= Task item =
Every line containing "below" should be copied out. Go through the entries and find them.

= Material supplied =
Content starts
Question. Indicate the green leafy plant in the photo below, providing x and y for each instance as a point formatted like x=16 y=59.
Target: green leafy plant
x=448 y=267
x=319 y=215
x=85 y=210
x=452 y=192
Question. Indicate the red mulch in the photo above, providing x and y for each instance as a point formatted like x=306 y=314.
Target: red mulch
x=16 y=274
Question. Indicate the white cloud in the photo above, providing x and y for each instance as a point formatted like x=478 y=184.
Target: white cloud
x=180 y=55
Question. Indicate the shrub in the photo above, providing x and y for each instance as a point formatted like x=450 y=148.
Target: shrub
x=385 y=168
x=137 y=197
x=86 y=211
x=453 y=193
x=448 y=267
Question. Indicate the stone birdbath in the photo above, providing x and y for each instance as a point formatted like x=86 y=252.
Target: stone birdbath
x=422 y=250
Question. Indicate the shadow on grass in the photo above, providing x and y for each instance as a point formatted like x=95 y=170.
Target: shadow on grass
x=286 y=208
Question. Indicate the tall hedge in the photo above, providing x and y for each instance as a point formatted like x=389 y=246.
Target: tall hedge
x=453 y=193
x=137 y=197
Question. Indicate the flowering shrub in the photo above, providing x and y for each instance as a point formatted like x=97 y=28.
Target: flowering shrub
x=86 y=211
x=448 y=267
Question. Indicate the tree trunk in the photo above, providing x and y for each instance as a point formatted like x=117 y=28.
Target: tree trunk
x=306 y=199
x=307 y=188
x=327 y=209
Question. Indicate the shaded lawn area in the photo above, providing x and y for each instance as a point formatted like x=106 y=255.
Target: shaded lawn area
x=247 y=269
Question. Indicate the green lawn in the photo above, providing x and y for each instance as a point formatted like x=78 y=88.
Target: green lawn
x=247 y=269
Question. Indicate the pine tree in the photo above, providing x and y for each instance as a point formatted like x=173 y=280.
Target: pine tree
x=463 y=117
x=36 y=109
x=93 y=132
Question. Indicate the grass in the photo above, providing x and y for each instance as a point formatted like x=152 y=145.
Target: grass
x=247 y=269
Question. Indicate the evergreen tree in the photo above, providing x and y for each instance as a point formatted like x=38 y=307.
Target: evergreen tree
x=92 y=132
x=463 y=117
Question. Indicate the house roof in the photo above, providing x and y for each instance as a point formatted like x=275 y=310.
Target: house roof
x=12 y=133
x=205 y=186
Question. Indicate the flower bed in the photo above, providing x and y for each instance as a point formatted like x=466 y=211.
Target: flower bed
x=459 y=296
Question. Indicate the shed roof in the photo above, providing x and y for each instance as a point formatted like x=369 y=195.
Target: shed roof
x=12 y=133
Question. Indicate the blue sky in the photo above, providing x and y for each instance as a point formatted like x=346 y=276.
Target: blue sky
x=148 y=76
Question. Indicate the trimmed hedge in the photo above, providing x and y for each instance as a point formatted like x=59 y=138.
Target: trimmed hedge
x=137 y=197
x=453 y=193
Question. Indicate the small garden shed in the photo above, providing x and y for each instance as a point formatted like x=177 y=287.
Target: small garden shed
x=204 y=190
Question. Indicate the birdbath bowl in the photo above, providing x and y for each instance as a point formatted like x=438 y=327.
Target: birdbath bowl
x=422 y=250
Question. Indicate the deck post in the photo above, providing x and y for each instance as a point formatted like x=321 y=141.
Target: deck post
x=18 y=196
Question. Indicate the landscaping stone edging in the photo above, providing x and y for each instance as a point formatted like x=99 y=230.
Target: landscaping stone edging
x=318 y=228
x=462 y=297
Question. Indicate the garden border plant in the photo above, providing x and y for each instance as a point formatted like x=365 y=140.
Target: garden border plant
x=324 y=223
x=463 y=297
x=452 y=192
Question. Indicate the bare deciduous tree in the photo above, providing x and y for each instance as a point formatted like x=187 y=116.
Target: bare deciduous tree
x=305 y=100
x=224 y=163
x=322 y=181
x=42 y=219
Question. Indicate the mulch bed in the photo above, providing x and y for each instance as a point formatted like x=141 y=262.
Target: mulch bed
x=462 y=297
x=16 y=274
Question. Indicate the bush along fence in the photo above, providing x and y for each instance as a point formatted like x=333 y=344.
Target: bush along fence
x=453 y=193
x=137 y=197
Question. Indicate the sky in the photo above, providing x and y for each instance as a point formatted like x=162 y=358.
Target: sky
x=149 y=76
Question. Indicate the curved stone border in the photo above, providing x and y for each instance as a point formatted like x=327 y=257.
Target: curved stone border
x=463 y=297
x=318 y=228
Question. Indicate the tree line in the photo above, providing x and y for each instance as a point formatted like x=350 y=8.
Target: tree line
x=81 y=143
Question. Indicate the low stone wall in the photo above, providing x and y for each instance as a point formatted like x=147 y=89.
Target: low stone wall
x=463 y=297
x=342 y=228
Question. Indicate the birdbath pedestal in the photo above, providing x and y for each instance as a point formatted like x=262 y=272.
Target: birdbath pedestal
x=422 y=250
Content ends
Content starts
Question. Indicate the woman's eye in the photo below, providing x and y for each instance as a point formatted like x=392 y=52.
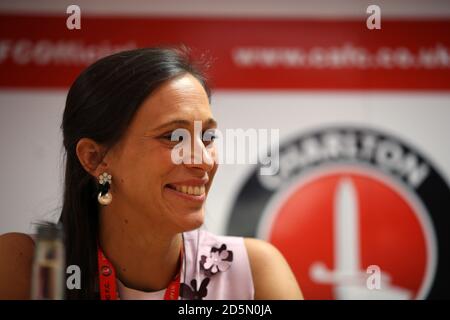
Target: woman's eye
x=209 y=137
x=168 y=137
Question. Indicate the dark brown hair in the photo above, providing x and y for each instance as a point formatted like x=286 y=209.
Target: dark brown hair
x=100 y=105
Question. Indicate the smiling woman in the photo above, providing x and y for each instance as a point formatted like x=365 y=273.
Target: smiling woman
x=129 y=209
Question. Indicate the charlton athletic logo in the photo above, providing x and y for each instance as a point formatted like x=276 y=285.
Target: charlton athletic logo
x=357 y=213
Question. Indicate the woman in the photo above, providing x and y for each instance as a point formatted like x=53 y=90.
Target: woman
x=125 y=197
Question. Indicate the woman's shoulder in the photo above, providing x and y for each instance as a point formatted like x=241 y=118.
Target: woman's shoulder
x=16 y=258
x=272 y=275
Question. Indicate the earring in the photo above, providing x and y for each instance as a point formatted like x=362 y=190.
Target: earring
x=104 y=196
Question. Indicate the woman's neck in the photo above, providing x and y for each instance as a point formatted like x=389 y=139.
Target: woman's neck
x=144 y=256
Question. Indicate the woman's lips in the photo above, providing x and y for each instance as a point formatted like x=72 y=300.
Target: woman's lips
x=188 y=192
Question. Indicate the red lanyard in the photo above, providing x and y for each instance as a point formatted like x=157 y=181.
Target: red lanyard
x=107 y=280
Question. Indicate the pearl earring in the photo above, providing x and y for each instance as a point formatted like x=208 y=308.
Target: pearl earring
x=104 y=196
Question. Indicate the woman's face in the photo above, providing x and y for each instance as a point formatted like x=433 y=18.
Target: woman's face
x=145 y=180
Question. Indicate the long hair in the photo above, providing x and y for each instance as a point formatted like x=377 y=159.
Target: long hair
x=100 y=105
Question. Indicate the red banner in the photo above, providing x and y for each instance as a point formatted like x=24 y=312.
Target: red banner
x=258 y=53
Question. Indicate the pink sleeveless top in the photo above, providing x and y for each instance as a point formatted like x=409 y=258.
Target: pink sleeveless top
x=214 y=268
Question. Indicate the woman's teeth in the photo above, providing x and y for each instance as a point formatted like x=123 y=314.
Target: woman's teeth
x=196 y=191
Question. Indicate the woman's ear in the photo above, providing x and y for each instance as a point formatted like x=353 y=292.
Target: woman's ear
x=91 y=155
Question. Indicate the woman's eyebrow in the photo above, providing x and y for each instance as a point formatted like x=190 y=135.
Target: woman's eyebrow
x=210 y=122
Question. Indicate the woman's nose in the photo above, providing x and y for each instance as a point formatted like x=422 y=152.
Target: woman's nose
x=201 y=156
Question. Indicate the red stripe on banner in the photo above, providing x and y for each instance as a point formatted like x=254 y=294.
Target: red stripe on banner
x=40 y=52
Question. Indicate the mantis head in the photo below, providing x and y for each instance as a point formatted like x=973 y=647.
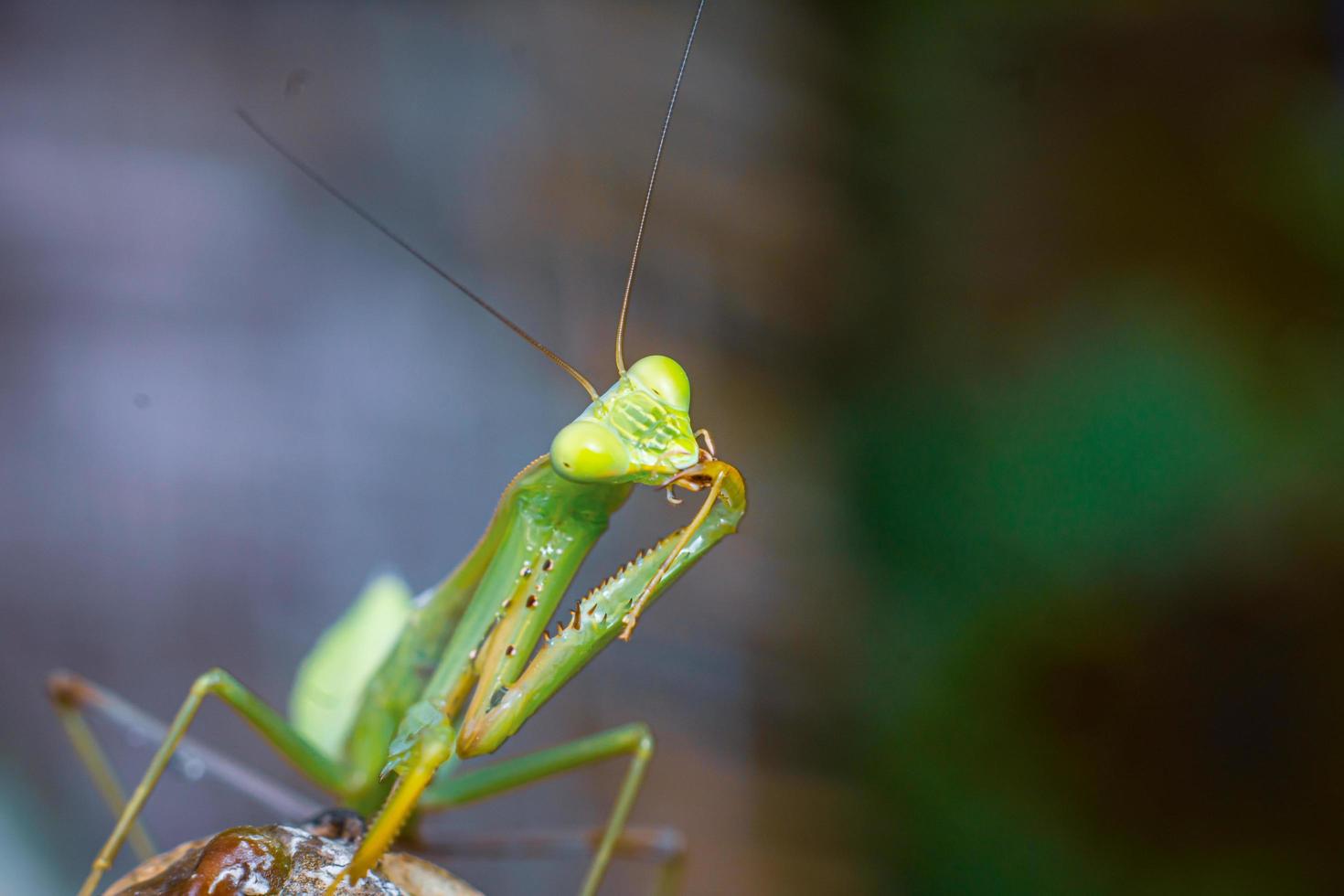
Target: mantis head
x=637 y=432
Content ends
= Result for this exercise =
Question. Indicate the green leafy plant in the photo below, providing x and y for each instance as a point formatted like x=16 y=59.
Question. Indicate the woman's eye in the photo below, providing x and y for each instance as a point formatted like x=392 y=52.
Question. Indicate the mantis head in the photo below, providing x and y for each instance as a point formatted like x=973 y=647.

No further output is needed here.